Texto:
# # #
Eu desejo que você, um dia, permita-se experimentar o estado bruto da existência. Por que?

Por Silvia Paladino

Na alta altitude, a saturação de oxigênio no sangue cai drasticamente. Isso significa um golpe na quantidade de combustível de vida que é bombeado para todo o organismo. O coração bate mais rápido e o cansaço se instala ao sinal de mínimo esforço. Há a supressão das funções essenciais do corpo, como a digestão, pois toda a energia sai em socorro das reservas do sistema cardiorrespiratório.

Para a medicina de montanha, as regiões mais elevadas do planeta se dividem em três níveis: grande altitude (entre 1500 e 3500 metros acima do nível do mar); altitude muito elevada (entre 3.500 e 5500 metros); e extrema altitude (acima de 5500 metros). Como uma máquina biológica programada para resolver problemas, o corpo humano pode se adaptar às alturas, produzindo mais células sanguíneas e, assim, mais veículos de transporte do oxigênio para as engrenagens orgânicas. Mas nenhum período de aclimatação permite ao ser humano viver permanentemente em altitude extrema. O céu não nos acolhe, apenas nos permite chegar temporariamente mais perto.
# # #
Listagem fornecida:
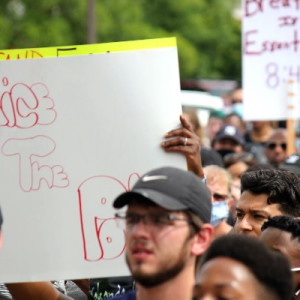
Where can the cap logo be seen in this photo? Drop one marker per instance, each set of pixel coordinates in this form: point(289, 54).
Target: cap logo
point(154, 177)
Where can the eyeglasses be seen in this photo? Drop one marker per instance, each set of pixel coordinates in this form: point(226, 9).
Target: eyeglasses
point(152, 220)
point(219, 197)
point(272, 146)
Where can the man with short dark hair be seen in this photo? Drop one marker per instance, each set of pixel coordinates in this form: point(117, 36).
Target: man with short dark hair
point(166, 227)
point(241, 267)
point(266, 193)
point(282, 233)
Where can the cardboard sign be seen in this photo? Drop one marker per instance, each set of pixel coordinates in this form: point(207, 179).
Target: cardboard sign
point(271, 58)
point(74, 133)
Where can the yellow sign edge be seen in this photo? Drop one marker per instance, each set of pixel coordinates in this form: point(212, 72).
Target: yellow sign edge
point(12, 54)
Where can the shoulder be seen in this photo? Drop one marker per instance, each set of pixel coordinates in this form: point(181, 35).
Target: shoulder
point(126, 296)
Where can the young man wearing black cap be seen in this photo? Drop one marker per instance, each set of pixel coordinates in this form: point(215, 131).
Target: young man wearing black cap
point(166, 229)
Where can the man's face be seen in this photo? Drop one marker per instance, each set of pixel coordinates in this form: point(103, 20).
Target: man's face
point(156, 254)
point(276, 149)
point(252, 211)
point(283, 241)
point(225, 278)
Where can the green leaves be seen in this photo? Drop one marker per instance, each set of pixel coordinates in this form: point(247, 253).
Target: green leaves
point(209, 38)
# # #
O que se pede:
a – Copie do texto sobre a alta altitude o trecho que se inicia nas palavras que contêm "Eu desejo que" e se encerra em "do sistema cardiorrespiratório.".
b – Resuma em duas frases o texto sobre a alta altitude.

Respostas dadas:
a –
Eu desejo que você, um dia, permita-se experimentar o estado bruto da existência. Por que?

Por Silvia Paladino

Na alta altitude, a saturação de oxigênio no sangue cai drasticamente. Isso significa um golpe na quantidade de combustível de vida que é bombeado para todo o organismo. O coração bate mais rápido e o cansaço se instala ao sinal de mínimo esforço. Há a supressão das funções essenciais do corpo, como a digestão, pois toda a energia sai em socorro das reservas do sistema cardiorrespiratório.

b – Na alta altitude, a saturação de oxigênio no sangue cai drasticamente, o coração bate mais rápido, o cansaço surge ao mínimo esforço e funções essenciais como a digestão são suprimidas. O corpo humano pode se adaptar produzindo mais células sanguíneas, mas nenhum período de aclimatação permite viver permanentemente na altitude extrema, acima de 5500 metros.